Task material Block Start

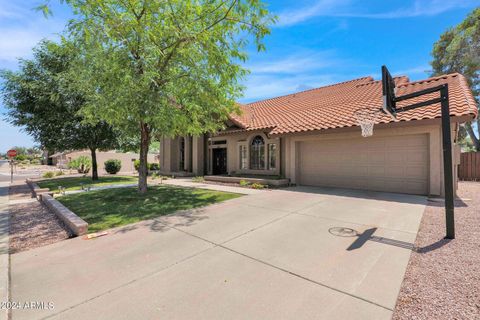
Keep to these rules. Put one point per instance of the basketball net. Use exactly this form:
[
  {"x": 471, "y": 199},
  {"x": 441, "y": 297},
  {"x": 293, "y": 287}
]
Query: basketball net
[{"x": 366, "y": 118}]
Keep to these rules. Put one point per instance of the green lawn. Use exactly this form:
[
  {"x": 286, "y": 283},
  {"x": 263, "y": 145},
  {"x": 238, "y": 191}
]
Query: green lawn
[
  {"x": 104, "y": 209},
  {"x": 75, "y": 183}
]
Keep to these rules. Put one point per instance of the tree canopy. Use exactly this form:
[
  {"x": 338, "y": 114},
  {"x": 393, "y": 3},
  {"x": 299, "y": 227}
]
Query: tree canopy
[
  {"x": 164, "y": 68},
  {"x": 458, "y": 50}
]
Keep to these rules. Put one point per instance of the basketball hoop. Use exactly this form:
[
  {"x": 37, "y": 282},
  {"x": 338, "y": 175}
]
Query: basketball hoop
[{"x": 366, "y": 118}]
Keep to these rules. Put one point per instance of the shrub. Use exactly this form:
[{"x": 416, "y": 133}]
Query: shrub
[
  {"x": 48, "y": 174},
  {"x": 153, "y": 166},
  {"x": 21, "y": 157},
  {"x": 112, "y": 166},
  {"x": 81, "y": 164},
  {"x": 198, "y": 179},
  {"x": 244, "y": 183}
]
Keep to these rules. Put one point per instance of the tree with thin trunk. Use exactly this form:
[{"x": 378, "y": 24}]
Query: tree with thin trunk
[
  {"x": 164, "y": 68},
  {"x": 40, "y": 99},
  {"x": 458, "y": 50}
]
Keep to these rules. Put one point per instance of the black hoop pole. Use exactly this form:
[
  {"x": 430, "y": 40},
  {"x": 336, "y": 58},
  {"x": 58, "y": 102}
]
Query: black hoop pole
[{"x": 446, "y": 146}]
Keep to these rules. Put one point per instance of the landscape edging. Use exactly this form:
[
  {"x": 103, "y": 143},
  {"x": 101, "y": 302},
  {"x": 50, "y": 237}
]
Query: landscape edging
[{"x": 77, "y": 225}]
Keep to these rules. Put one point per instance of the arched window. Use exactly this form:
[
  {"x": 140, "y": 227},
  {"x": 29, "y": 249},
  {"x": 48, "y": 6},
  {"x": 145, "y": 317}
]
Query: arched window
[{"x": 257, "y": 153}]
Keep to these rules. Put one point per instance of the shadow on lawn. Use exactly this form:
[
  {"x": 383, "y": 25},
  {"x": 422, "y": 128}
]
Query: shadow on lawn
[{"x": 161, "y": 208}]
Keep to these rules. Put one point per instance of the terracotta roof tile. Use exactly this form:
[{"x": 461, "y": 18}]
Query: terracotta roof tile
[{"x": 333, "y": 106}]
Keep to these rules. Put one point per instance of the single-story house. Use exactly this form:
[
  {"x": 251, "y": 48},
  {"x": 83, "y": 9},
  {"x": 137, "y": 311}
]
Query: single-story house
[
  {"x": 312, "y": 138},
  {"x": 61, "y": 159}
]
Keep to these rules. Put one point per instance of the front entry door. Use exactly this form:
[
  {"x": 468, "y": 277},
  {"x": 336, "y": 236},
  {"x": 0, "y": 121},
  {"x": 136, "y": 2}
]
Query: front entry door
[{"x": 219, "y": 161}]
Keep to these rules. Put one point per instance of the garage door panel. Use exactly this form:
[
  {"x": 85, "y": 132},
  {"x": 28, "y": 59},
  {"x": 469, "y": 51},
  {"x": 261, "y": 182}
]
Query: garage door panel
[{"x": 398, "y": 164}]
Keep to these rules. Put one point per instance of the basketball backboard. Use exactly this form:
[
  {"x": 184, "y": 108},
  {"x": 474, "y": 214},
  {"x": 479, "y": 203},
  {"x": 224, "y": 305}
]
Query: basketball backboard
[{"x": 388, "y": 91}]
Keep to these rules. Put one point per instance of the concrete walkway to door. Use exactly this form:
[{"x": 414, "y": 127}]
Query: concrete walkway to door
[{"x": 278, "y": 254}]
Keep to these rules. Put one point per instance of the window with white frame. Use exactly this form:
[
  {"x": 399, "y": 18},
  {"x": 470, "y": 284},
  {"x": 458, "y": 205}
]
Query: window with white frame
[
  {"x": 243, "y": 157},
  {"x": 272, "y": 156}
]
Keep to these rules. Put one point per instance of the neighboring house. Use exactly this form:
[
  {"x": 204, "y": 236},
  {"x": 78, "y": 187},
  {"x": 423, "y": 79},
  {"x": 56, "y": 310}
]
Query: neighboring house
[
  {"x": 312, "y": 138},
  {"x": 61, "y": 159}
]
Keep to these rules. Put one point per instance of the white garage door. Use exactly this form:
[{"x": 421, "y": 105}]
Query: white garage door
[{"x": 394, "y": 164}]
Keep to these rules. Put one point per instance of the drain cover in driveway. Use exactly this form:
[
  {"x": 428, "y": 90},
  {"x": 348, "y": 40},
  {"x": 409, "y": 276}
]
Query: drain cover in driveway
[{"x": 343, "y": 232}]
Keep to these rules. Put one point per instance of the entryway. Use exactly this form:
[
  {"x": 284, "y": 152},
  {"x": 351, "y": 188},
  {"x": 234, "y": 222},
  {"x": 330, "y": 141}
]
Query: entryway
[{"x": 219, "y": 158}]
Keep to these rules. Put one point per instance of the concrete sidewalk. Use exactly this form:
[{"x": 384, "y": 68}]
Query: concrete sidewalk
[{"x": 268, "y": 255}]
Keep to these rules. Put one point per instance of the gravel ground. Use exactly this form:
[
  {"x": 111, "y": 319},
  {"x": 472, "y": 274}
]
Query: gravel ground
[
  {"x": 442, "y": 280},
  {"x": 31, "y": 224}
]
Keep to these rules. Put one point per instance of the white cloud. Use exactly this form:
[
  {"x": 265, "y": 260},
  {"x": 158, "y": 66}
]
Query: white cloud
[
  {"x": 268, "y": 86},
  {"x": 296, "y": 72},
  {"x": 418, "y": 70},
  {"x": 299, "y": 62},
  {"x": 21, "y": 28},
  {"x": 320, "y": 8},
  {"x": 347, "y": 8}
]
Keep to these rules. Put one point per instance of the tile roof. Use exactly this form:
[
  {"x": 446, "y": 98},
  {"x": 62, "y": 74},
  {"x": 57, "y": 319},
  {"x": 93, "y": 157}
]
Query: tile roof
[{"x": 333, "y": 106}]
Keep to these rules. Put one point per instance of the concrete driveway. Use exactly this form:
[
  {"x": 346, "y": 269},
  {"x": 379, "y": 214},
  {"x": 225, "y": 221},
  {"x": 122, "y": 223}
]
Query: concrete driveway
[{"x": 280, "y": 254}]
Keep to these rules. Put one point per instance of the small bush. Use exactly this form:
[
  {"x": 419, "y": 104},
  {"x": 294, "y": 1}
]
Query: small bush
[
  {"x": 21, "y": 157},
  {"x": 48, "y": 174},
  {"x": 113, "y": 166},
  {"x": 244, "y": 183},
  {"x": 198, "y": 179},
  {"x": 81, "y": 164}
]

Task material Block End

**What to work on:**
Output the listing word for word. Drop the pictures.

**The completed task:**
Keep to these rules. Put one point per instance of the basketball net. Use exactly this form:
[
  {"x": 471, "y": 199},
  {"x": 441, "y": 297},
  {"x": 293, "y": 287}
]
Query: basketball net
[{"x": 366, "y": 118}]
Keep to these rules. Put one point per instance of the green lawn. Use exactly this form:
[
  {"x": 286, "y": 283},
  {"x": 263, "y": 145},
  {"x": 238, "y": 191}
]
Query: green lawn
[
  {"x": 104, "y": 209},
  {"x": 75, "y": 183}
]
Keep to these rules. Put one point per instance of the tree canopy. Use exactly this form:
[
  {"x": 338, "y": 114},
  {"x": 393, "y": 3},
  {"x": 299, "y": 227}
]
Query: tree canopy
[
  {"x": 164, "y": 68},
  {"x": 458, "y": 50}
]
Keep to these rules. Put one point per instance of the basketball hoop. Use exactly this form:
[
  {"x": 37, "y": 282},
  {"x": 338, "y": 175}
]
Query: basketball hoop
[{"x": 366, "y": 118}]
Keep to these rules. Put one point per instance of the shrub. Use exactly this form:
[{"x": 416, "y": 133}]
Query: shrub
[
  {"x": 48, "y": 174},
  {"x": 153, "y": 166},
  {"x": 21, "y": 157},
  {"x": 112, "y": 166},
  {"x": 81, "y": 164},
  {"x": 198, "y": 179},
  {"x": 244, "y": 183}
]
Keep to these rules. Put one point per instance of the tree with thin trunk. Use exactly this form:
[{"x": 378, "y": 24}]
Query: tree with thin trunk
[
  {"x": 164, "y": 68},
  {"x": 40, "y": 99},
  {"x": 458, "y": 50}
]
Keep to these rules. Put one point per instance of the black hoop pole. Use exactly this form:
[
  {"x": 430, "y": 40},
  {"x": 336, "y": 58},
  {"x": 58, "y": 102}
]
Query: black hoop pole
[{"x": 446, "y": 146}]
Keep to these rules. Put one point per instance of the landscape edging. Use exactly this form:
[
  {"x": 103, "y": 143},
  {"x": 101, "y": 302},
  {"x": 50, "y": 237}
]
Query: landscape edging
[{"x": 77, "y": 225}]
Keep to these rules. Put one point per instance of the arched window. Use exactly this form:
[
  {"x": 140, "y": 227},
  {"x": 29, "y": 249},
  {"x": 48, "y": 6},
  {"x": 145, "y": 317}
]
Query: arched window
[{"x": 257, "y": 153}]
Keep to these rules. Put one point per instance of the shadow on lawn. Use exactly this form:
[
  {"x": 383, "y": 25},
  {"x": 422, "y": 128}
]
Query: shadow on lawn
[{"x": 161, "y": 208}]
Keep to these rules. Put one point per instance of the terracotta roof tile. Use exactly this form:
[{"x": 461, "y": 18}]
Query: terracotta roof tile
[{"x": 333, "y": 106}]
Keep to these rules. Put one point per instance of the single-story house. Use exactly this form:
[
  {"x": 251, "y": 48},
  {"x": 83, "y": 9},
  {"x": 137, "y": 311}
]
Query: single-story house
[
  {"x": 312, "y": 138},
  {"x": 61, "y": 159}
]
Keep to these rules. Put one point per instance of the front entry door. Use exactly this form:
[
  {"x": 468, "y": 277},
  {"x": 336, "y": 236},
  {"x": 0, "y": 121},
  {"x": 136, "y": 2}
]
Query: front entry door
[{"x": 219, "y": 161}]
Keep to these rules. Put one point per instance of the garage door panel. Use exactly this form:
[
  {"x": 85, "y": 132},
  {"x": 28, "y": 59},
  {"x": 469, "y": 51},
  {"x": 261, "y": 182}
]
Query: garage door panel
[{"x": 398, "y": 164}]
Keep to these rules. Put one point per instance of the basketball backboard. Use exactly this form:
[
  {"x": 184, "y": 108},
  {"x": 474, "y": 214},
  {"x": 479, "y": 203},
  {"x": 224, "y": 305}
]
Query: basketball backboard
[{"x": 388, "y": 91}]
Keep to these rules. Put one point per instance of the concrete walkway to door. Use exactly this form:
[{"x": 414, "y": 127}]
Query: concrete walkway to door
[{"x": 278, "y": 254}]
Keep to these rules. Put one point per instance of the window with white frame. Use exactly this form:
[
  {"x": 399, "y": 18},
  {"x": 470, "y": 284},
  {"x": 458, "y": 205}
]
Query: window with white frame
[
  {"x": 243, "y": 157},
  {"x": 272, "y": 156}
]
Keep to these rules. Put one point per instance of the neighboring house. Use exactly this form:
[
  {"x": 204, "y": 236},
  {"x": 78, "y": 187},
  {"x": 423, "y": 79},
  {"x": 56, "y": 310}
]
Query: neighboring house
[
  {"x": 312, "y": 138},
  {"x": 61, "y": 159}
]
Keep to these rules. Put one point per instance of the white garage door. Use exactly this form:
[{"x": 421, "y": 105}]
Query: white garage door
[{"x": 394, "y": 164}]
Keep to these rules. Put one point per instance of the drain cover in driveway. Use exactly this form:
[
  {"x": 428, "y": 90},
  {"x": 348, "y": 40},
  {"x": 409, "y": 276}
]
Query: drain cover in driveway
[{"x": 343, "y": 232}]
Keep to these rules. Put one point per instance of the entryway. Use exactly this form:
[
  {"x": 284, "y": 152},
  {"x": 351, "y": 188},
  {"x": 234, "y": 222},
  {"x": 330, "y": 141}
]
Query: entryway
[{"x": 219, "y": 158}]
Keep to these rules. Put one point per instance of the concrete sidewalk. Use exactly this form:
[{"x": 384, "y": 68}]
Query: concrete sidewalk
[{"x": 268, "y": 255}]
Keep to these rules. Put one point per instance of the gravel ground. Use exactly this form:
[
  {"x": 111, "y": 319},
  {"x": 472, "y": 274}
]
Query: gravel ground
[
  {"x": 442, "y": 280},
  {"x": 31, "y": 224}
]
Keep to these rules. Put one point per instance of the white cloud. Use exactly this form:
[
  {"x": 265, "y": 260},
  {"x": 158, "y": 66}
]
Query: white cloud
[
  {"x": 268, "y": 86},
  {"x": 296, "y": 72},
  {"x": 418, "y": 70},
  {"x": 299, "y": 62},
  {"x": 21, "y": 28},
  {"x": 320, "y": 8},
  {"x": 347, "y": 8}
]
Keep to these rules. Put one point per instance of the tile roof. Use exactly this form:
[
  {"x": 446, "y": 98},
  {"x": 62, "y": 74},
  {"x": 57, "y": 319},
  {"x": 93, "y": 157}
]
Query: tile roof
[{"x": 333, "y": 106}]
Keep to these rules. Put one point per instance of the concrete driveway. Use exactly this form:
[
  {"x": 346, "y": 269},
  {"x": 379, "y": 214},
  {"x": 225, "y": 221},
  {"x": 122, "y": 223}
]
Query: concrete driveway
[{"x": 280, "y": 254}]
Keep to these rules. Put one point per instance of the small bush. Use exactly this form:
[
  {"x": 419, "y": 104},
  {"x": 294, "y": 1}
]
Query: small bush
[
  {"x": 21, "y": 157},
  {"x": 48, "y": 174},
  {"x": 113, "y": 166},
  {"x": 244, "y": 183},
  {"x": 198, "y": 179},
  {"x": 81, "y": 164}
]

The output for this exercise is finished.